■ WHAT YOU ARE ASKED TO DO ■
Select and copy every line of the entries that contains the word "bounding". Matching is case-sensitive.

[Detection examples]
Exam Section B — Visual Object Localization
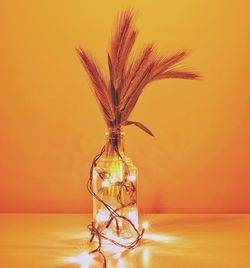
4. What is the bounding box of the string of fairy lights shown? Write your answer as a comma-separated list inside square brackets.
[87, 143, 145, 268]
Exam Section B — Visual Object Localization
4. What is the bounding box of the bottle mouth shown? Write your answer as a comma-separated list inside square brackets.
[105, 127, 124, 139]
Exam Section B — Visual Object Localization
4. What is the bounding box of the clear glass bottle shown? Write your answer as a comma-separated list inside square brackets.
[92, 128, 138, 239]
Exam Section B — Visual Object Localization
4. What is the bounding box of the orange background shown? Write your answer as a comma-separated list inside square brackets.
[0, 0, 250, 213]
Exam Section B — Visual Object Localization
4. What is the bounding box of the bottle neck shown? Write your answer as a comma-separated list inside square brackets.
[105, 128, 124, 156]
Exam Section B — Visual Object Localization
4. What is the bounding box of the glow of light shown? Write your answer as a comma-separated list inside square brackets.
[128, 209, 138, 228]
[68, 252, 93, 268]
[142, 248, 149, 263]
[95, 209, 109, 223]
[127, 174, 136, 182]
[116, 259, 124, 268]
[142, 221, 149, 230]
[102, 180, 109, 188]
[143, 232, 177, 243]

■ TASK ANSWER ■
4. What is the bounding box of the string of fairy lights shown? Write your answer as a comma-separated list inside square brackets.
4. What is the bounding box of the bottle mouth shown? Write your answer as a comma-separated list inside square brackets.
4. What is the bounding box of the clear glass bottle shown? Write your answer as a comma-separated list inside square brackets.
4. What is the bounding box of the orange background shown? Write your answer as a comma-separated list inside square brackets.
4. What is the bounding box of the bottle neck shown? Write your answer as a comma-separated list inside square brackets.
4. What is the bounding box of the glow of light shown? Write your answer as a comma-separated list inside square brackets.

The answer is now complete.